__Reading text__:
+ + + + + + +

There’s a long list of potential impacts:
· ‘Lost learning’ meaning pupils could underperform academically and have their long-term prospects affected.
· A loss of confidence in the examination and assessment system.
· Long-term reductions in school attendance, a factor known to be key to educational outcomes.
· Difficult transitions between school years and from primary to secondary.
· Challenges in re-engaging learners and addressing low motivation.
· An unhelpful ‘catch up’ narrative about lost learning placing unnecessary psychological pressure on children and young people; and
· A negative effect on learners’ ability and confidence to communicate in Welsh where they haven’t been able to do so at home.
As well as these obvious educational issues, there are wider predicted effects.
Current learners could earn less, with one estimate of up to £40,000 in a lifetime.
The harm to children’s physical health and a higher prevalence of mental health issues, including anxiety and depression, are also serious concerns.
The pandemic’s wider economic impact is also likely to increase the number of children living in low-income families.
Again, it’s the most disadvantaged learners who are predicted to bear the brunt in the longer term.
For example, in March 2021, the Child Poverty Action Group found that 35% of low-income families responding to its UK wide survey were still without essential resources for learning, with laptops and devices most commonly missing.
The Fifth Senedd’s Children, Young People and Education (CYPE) Committee heard that there is “plenty of evidence” that” there are striking differences between families in terms of their ability to support young people in their learning: the resources they have around them, the enthusiasm, the engagement, the commitment”.
There must be work to rebuild relationships that have been under significant strain during the past 12 months.
Those between teaching unions and the decision-makers within the education system; between parents/carers and schools; and perhaps, most importantly, re-establishing the relationship between learners and their teachers.
Some of the immediate solutions which are already on the table or up for discussion are: more money, including the ‘Recruit, Recover and Raise Standards funding’; more teachers and learning assistants on the ground; changing term times; and setting up summer schools, holiday clubs and home tuition.

+ + + + + + +

__Source data__:

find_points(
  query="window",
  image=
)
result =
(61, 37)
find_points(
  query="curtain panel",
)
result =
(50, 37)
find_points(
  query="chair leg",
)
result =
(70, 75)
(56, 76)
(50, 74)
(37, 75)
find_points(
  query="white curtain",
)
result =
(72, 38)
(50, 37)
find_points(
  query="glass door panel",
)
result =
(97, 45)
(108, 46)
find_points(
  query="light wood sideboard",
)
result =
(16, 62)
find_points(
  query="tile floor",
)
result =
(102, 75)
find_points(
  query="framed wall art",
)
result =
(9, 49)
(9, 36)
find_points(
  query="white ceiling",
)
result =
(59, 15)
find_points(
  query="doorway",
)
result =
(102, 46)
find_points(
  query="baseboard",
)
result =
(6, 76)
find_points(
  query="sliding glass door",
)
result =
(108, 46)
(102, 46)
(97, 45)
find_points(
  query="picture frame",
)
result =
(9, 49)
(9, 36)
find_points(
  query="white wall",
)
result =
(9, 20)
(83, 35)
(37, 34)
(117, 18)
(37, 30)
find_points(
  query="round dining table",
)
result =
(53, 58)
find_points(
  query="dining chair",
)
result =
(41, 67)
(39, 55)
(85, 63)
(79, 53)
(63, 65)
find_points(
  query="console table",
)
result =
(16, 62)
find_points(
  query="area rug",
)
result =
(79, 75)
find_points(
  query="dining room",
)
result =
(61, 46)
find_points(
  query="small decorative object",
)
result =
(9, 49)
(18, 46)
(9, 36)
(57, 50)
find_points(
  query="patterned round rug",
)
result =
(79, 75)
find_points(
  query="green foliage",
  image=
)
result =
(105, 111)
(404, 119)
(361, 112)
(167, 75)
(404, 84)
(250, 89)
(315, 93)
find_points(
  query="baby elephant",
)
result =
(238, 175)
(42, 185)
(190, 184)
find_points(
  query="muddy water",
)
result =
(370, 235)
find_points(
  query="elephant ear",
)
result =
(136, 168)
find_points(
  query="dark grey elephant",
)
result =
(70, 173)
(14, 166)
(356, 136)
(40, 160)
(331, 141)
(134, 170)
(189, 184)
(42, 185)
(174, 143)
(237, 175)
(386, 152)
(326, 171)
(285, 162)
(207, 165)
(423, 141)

+ + + + + + +

__Problem description__: Can you repeat, word for word, the stretch of the passage on the pandemic's effects on learners from "There’s a long" through "wider predicted effects."?

__Exercise solution__:
There’s a long list of potential impacts:
· ‘Lost learning’ meaning pupils could underperform academically and have their long-term prospects affected.
· A loss of confidence in the examination and assessment system.
· Long-term reductions in school attendance, a factor known to be key to educational outcomes.
· Difficult transitions between school years and from primary to secondary.
· Challenges in re-engaging learners and addressing low motivation.
· An unhelpful ‘catch up’ narrative about lost learning placing unnecessary psychological pressure on children and young people; and
· A negative effect on learners’ ability and confidence to communicate in Welsh where they haven’t been able to do so at home.
As well as these obvious educational issues, there are wider predicted effects.